START Excerpted text
At step 406, the trusted third-party can go to the site of the
self-storage unit 302b. Using their user computing device with the
computer program operating therein, the trusted third-party can
obtain access through the main access gate, locate the tenant's
self-storage unit 444a, and submit a security request to unlock the
locking device 410. The security request from the user computing
device can be communicated wirelessly to the server 120, via the
communication network 130. The communication network 130 can
include one or more nodes 432 for transmitting and receiving data
from the components of the system 100 located in a facility
including user computing devices 432. LoRa, Bluetooth.RTM. or
Bluetooth.RTM. Low Energy can be used to communicate the security
request from the user computing device 440 to the server 120.
The security request can be processed by the server 120. The
security request can include requesting data, such as a password
passcode, or fingerprint data that are related user account
information, or a digital authorization token. If the requesting
data corresponds to authorization data, the security request may be
granted. In this case, if the requesting data includes the
third-party's account information, the security request would not
be granted because the tenant's account information is associated
with the locking device 410. However, the requesting data can be
the digital authorization token transmitted from the tenant's user
computing device. Upon determining that the digital authorization
token corresponds to authorization data for the locking device
410a, the security request can be granted.
END Excerpted text
START Records
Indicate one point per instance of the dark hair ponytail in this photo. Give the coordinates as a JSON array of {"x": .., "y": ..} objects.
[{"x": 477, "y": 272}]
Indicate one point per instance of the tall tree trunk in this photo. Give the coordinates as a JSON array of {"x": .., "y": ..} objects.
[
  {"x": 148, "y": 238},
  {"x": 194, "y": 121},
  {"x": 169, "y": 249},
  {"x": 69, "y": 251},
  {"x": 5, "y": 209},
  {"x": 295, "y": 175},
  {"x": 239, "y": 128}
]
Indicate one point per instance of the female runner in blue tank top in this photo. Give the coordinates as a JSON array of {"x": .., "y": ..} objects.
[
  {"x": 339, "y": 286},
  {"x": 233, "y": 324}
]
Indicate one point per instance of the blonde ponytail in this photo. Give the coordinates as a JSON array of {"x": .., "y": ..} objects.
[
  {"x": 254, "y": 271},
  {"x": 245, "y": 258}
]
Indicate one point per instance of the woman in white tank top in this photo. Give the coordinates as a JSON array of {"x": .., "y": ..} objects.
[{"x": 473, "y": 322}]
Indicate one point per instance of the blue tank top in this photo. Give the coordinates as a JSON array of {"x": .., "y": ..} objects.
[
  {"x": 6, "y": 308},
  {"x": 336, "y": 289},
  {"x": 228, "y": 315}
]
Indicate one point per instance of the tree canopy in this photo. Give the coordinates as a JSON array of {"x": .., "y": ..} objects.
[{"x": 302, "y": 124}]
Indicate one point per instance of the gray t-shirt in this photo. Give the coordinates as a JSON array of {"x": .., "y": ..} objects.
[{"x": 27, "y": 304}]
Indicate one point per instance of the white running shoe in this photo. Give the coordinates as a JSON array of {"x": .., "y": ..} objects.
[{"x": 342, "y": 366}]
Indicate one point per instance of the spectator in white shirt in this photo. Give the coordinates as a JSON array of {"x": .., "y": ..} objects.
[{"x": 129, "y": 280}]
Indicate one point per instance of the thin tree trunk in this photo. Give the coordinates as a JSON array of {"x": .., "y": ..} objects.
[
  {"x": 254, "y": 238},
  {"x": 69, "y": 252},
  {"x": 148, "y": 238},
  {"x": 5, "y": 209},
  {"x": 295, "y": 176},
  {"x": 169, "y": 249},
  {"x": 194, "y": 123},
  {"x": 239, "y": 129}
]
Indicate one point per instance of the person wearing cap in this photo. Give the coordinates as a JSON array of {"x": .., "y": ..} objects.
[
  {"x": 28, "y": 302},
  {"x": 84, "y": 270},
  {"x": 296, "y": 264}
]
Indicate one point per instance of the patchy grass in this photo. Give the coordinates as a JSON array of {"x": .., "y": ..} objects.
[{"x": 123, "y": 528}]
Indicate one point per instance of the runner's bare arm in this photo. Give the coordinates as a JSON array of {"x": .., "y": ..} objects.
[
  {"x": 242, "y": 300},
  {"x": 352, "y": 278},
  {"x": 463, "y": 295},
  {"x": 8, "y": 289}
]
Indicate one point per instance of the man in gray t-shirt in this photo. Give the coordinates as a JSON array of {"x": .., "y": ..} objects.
END Records
▸ Stated problem 1
Pull out every line of the records that contains the word "blue".
▸ Stated problem 2
Carry on the passage about unlocking a self-storage unit from where it stops.

▸ Output 1
Indicate one point per instance of the female runner in blue tank top in this photo. Give the coordinates as a JSON array of {"x": .., "y": ..} objects.
Indicate one point per instance of the blue tank top in this photo. Give the coordinates as a JSON array of {"x": .., "y": ..} objects.

▸ Output 2
When the security request is granted, a security command is
generated for a security request. The security command is
transmitted over the communication network 130 to the locking
device 410. For example, for an unlock command, the locking device
410 unlocks and the trusted third-party is able to pull down the
body of the locking device 410, releasing the shackle so the
locking device 410 can be removed and the door to the self-storage
unit can be opened. If authorization data for the locking device
410b indicated that the tenant's account was in poor standing
(i.e., virtually overlocked), then the security request may not be
granted and the security command is not generated or communicated.
An account may be in poor standing for non-payment of rental fees
and other issues. In some embodiments, the server processing unit
124 can store at least a portion of the security request and/or the
security command on the server storage unit 122.
Referring now to FIG. 5, shown therein is an illustration 500 of
data that can be made available by the system 100 to central
managers, according to at least one embodiment.
The central managers can review statuses of user accounts (i.e.,
customer profile management), access management data and metrics,
or system alerts generated based on monitoring data. The central
managers can access this data on-site or remotely from a user
computing device via a web portal or a computer program.
Referring to FIG. 6, shown therein is an illustration 600 of
different statuses that secured spaces can have, according to at
least one embodiment. In this example, the secured space is a
self-storage unit. The status of the self-storage units at a site
can be illustrated in a mapping tool of the computer program for
central managers. Statuses illustrated can include, but is not
limited to: (1) occupied and accessible (i.e., good standing) 610;
(2) occupied and virtually overlocked (i.e., poor standing) 620;
and (3) vacant 630. Each of the statuses in the mapping tool can
also be color coded. For example, occupied and accessible 610 can
be green; occupied and virtually overlocked 620 can be red; and
vacant 630 can be blue.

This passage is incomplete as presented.